*** Input data ***

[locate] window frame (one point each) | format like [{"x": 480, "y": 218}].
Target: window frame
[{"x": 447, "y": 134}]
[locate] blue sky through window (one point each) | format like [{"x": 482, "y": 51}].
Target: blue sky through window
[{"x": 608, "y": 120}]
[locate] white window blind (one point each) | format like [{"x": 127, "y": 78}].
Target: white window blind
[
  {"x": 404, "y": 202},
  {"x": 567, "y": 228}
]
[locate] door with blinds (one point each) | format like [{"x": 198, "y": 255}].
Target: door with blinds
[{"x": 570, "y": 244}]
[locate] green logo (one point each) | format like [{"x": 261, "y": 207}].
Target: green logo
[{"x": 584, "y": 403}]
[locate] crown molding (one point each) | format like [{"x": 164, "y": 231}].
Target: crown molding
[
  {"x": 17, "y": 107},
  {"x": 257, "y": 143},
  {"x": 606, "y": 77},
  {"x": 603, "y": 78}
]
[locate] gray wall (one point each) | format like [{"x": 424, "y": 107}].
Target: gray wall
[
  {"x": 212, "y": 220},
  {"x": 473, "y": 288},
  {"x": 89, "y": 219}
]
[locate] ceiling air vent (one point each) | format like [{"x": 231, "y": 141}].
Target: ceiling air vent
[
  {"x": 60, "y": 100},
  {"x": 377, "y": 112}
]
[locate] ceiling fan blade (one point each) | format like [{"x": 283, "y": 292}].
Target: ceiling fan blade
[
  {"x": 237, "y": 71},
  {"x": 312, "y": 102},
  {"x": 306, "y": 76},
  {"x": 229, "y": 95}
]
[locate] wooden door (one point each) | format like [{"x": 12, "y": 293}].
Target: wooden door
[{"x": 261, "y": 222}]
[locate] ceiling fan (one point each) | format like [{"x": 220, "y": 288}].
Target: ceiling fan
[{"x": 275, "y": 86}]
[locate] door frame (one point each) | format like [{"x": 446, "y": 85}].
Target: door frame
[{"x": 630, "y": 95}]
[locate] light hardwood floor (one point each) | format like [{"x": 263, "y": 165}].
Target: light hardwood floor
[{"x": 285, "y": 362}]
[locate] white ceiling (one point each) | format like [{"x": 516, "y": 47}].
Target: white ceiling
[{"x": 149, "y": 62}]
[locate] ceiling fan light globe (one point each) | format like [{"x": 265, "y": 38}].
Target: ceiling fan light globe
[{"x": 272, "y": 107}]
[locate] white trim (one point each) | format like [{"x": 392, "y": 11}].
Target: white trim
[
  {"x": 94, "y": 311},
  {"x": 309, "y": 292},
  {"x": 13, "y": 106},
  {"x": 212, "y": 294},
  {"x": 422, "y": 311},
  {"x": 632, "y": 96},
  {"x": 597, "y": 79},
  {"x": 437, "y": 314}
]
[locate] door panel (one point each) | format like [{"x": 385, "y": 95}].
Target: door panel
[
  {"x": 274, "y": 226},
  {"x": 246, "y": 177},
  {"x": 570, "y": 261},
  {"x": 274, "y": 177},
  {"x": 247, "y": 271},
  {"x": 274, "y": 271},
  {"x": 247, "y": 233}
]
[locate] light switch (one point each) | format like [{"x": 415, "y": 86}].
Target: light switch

***

● **Problem**
Which lines of the data hold the string "switch"? Return each of them.

● **Your solution**
[locate] light switch (one point each) | format like [{"x": 415, "y": 86}].
Target: light switch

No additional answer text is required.